BRIEF
Find the word "this" in the records below. List each line containing it.

*** EXTRACTED DATA ***

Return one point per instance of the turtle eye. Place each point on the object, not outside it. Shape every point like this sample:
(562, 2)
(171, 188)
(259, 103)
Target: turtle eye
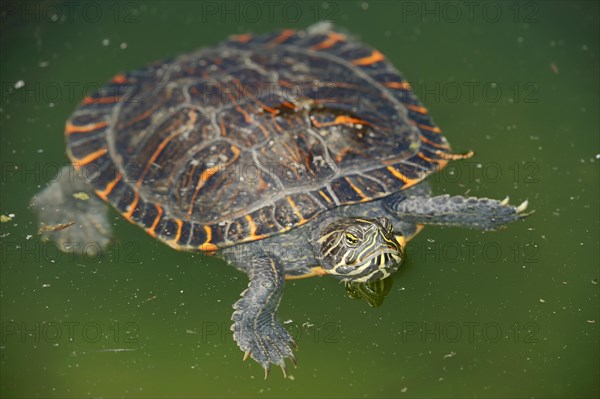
(351, 239)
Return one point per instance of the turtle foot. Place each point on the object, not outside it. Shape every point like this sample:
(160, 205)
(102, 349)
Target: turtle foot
(256, 327)
(267, 344)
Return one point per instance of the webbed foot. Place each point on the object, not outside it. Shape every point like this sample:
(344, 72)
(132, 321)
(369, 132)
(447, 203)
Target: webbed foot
(256, 327)
(474, 213)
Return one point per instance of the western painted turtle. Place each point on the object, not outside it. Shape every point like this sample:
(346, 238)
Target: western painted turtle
(290, 154)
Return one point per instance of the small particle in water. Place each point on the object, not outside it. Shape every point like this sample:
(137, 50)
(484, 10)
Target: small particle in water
(81, 196)
(44, 228)
(116, 350)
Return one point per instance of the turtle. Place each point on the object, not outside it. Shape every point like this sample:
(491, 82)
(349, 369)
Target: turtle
(289, 154)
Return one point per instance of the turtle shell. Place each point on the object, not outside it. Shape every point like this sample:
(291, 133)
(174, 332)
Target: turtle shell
(253, 137)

*** End of EXTRACTED DATA ***

ANSWER
Return one point per instance of the turtle eye. Place each point on the object, not outside it. Shape every point like this sample:
Return one point per instance of the turtle foot. Place each point on the object, not outside it. Shape every point like this sample:
Return one point per instance of the webbed foot. Place each point on the object, not outside it. Shape every point like this sample:
Return one point per instance of the western painted turtle. Place each point on the object, not outside it. Shape every point like this sample:
Return one point per instance of the small particle in water. Place each point on the object, not outside it. Shape every point like this sample:
Return one point per instance of the turtle. Place each point on the object, not outside it. Shape every point like this sample:
Return one point per instance of the turtle shell. Place each point on the object, not outside it. Shape every point like this sample:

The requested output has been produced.